DESCRIPTION OF THE TASK
Each line that includes "blue" must be copied from the records.

=======

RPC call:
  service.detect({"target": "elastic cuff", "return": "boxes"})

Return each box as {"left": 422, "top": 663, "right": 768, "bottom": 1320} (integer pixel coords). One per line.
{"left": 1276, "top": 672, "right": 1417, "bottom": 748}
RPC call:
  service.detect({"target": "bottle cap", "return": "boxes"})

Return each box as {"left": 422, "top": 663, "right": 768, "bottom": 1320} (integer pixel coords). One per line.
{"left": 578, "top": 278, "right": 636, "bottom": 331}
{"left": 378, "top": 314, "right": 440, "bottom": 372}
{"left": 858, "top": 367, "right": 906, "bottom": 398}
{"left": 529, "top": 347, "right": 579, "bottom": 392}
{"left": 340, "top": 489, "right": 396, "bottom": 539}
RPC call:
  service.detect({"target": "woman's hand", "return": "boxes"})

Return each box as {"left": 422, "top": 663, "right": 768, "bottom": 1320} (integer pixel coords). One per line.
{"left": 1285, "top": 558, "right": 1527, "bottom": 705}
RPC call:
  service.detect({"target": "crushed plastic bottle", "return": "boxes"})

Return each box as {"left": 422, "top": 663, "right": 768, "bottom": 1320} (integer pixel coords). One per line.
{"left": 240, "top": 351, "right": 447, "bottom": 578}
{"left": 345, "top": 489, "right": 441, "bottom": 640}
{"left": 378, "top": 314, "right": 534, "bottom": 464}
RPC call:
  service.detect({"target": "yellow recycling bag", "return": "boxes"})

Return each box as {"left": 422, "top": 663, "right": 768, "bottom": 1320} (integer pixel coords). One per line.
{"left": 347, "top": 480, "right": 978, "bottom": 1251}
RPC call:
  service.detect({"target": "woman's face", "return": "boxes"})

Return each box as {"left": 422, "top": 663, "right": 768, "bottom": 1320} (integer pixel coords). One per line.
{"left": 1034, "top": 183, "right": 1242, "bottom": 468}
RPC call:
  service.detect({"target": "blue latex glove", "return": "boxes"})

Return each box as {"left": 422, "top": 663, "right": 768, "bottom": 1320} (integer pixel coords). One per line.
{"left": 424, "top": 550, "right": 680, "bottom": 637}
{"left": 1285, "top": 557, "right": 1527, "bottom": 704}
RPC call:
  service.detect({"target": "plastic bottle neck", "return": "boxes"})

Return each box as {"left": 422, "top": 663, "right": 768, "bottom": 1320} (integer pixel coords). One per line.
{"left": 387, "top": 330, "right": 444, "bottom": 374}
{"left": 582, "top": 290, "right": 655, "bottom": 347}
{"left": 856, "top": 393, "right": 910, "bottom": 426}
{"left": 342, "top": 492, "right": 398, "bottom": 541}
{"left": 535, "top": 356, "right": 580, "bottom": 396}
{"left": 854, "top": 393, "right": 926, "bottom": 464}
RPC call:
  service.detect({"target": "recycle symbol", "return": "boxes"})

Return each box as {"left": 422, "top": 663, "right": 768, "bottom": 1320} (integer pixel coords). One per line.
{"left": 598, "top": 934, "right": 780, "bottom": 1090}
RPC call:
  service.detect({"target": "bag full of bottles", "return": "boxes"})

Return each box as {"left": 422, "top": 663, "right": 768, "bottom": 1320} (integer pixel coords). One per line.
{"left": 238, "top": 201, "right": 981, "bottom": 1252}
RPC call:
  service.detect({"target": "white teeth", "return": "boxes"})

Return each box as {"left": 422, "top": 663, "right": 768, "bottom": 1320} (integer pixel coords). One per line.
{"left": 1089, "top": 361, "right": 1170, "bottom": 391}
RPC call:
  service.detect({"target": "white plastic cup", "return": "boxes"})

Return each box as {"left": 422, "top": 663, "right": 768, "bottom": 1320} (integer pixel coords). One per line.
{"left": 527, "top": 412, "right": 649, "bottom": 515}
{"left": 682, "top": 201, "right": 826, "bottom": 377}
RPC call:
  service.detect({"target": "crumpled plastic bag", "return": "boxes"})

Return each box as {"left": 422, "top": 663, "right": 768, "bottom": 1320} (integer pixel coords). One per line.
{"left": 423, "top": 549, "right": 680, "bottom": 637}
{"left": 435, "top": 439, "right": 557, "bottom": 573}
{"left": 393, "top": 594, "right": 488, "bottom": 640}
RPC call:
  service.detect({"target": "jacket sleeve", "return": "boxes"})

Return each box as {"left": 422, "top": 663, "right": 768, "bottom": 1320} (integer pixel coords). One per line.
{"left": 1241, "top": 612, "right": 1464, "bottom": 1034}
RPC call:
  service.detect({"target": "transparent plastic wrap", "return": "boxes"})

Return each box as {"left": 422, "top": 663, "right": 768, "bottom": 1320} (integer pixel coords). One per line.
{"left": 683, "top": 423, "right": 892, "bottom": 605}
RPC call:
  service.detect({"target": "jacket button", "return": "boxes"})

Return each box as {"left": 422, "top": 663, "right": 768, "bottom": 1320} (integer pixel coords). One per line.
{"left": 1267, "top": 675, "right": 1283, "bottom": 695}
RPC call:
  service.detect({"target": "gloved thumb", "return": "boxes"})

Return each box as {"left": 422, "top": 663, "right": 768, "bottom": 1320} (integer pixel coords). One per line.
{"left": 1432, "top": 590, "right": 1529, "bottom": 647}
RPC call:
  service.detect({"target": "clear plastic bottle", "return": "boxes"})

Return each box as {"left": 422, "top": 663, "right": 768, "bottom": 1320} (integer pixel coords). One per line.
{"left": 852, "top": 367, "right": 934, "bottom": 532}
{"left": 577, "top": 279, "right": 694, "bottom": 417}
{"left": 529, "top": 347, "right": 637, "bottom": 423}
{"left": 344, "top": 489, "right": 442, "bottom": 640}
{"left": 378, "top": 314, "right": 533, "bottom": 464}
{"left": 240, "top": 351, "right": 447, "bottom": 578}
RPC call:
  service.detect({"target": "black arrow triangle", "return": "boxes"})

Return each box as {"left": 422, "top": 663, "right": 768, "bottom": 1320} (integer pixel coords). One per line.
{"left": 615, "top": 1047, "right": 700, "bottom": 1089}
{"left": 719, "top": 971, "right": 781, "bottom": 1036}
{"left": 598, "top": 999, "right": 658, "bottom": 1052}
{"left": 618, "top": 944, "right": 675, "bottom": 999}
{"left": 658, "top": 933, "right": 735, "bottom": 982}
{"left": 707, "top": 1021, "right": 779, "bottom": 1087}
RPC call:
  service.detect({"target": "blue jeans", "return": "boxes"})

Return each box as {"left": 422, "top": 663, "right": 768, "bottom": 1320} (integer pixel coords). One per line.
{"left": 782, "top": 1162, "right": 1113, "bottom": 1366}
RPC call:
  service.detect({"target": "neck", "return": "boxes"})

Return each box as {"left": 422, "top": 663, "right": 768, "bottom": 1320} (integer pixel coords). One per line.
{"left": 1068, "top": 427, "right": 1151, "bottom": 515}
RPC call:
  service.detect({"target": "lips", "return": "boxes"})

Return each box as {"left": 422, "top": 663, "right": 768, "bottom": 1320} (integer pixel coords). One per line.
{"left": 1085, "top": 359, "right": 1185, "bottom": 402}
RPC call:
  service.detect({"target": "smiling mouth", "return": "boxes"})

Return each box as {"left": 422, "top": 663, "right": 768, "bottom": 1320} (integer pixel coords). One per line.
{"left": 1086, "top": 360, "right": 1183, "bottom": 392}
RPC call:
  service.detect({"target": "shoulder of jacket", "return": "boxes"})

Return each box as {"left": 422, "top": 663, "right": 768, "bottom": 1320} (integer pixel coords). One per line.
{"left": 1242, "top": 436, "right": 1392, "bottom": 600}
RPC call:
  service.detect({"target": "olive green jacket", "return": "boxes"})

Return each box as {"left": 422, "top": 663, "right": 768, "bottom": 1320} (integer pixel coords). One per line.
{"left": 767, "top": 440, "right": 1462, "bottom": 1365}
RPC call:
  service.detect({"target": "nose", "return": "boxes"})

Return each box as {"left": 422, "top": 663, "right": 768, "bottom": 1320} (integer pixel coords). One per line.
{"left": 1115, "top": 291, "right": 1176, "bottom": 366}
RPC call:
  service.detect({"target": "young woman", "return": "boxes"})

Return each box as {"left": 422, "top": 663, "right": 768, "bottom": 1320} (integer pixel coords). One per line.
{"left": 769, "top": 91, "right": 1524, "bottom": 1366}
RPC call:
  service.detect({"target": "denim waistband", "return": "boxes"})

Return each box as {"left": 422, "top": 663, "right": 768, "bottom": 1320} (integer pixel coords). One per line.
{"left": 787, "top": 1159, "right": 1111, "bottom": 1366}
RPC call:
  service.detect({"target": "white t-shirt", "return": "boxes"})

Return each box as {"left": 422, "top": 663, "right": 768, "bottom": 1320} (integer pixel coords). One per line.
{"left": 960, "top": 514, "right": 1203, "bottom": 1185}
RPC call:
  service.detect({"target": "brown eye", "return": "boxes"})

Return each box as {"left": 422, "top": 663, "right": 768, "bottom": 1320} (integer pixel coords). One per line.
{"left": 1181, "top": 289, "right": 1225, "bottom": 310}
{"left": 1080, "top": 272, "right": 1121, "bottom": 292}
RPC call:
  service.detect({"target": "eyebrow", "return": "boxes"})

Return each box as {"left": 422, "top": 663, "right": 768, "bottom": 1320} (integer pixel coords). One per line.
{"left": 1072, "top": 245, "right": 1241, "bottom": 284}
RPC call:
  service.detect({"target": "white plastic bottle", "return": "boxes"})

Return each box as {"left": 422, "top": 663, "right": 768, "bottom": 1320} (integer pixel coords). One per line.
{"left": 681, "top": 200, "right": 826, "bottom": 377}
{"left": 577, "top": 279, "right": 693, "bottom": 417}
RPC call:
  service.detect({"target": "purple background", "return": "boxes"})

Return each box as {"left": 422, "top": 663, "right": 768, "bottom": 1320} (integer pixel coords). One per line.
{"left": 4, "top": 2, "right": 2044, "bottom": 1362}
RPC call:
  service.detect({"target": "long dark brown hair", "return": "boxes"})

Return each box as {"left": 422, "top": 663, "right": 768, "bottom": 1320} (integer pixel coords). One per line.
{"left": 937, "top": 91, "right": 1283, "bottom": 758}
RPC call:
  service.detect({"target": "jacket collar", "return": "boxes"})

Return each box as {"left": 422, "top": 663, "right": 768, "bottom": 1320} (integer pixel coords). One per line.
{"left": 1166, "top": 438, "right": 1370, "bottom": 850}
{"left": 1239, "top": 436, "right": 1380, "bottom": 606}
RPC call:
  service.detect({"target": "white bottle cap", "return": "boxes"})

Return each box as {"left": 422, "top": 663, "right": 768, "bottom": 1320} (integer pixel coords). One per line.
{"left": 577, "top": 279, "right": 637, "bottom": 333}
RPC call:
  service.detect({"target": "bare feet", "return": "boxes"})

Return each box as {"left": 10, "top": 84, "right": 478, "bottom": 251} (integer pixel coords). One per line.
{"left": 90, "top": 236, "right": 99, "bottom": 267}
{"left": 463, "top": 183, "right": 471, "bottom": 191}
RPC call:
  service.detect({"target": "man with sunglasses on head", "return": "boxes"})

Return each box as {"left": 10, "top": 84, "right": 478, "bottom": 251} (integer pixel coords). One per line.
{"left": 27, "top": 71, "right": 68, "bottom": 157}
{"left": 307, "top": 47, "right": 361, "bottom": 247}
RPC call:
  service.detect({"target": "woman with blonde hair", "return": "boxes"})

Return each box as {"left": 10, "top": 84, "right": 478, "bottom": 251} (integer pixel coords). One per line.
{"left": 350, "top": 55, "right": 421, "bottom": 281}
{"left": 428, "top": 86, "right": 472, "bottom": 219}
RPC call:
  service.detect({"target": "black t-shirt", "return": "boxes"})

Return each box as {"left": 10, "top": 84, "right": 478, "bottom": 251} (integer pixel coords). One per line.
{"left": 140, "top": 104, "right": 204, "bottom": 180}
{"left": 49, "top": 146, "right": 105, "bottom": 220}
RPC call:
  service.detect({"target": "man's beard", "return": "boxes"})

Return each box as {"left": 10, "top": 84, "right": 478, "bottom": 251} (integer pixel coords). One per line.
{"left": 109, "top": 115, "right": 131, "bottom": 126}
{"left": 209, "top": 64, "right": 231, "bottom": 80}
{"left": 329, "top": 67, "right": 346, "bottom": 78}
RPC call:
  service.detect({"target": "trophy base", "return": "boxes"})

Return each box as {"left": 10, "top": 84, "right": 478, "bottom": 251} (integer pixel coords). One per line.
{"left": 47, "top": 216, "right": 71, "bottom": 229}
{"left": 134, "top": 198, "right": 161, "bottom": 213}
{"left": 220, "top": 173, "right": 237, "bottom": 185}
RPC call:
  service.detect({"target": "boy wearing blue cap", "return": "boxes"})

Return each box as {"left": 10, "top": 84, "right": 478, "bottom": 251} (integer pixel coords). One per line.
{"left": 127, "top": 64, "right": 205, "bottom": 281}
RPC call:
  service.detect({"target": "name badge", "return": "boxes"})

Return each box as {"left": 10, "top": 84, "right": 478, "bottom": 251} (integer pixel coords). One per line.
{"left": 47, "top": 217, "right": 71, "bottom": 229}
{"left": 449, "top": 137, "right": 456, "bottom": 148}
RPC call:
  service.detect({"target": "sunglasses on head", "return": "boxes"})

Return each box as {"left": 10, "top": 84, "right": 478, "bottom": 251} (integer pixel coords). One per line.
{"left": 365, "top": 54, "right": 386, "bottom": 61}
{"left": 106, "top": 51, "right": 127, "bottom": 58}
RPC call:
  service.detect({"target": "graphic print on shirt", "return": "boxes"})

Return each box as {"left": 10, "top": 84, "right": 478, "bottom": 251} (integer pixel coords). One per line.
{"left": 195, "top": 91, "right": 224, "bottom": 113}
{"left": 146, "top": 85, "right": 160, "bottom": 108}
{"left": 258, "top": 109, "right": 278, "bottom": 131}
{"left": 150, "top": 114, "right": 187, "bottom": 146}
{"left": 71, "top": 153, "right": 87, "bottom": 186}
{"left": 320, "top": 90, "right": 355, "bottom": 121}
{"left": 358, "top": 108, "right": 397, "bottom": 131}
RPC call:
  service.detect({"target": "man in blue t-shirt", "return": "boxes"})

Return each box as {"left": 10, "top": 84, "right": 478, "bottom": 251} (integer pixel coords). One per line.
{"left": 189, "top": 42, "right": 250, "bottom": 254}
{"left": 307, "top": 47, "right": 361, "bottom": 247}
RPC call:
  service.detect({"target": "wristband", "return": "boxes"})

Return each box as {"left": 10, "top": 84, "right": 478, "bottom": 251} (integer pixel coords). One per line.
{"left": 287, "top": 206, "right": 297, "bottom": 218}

=======

ANSWER TO THE EXERCISE
  service.detect({"target": "blue latex glove", "return": "boxes"})
  service.detect({"target": "blue jeans", "return": "boxes"})
  service.detect({"target": "boy wearing blue cap", "return": "boxes"})
  service.detect({"target": "man in blue t-shirt", "return": "boxes"})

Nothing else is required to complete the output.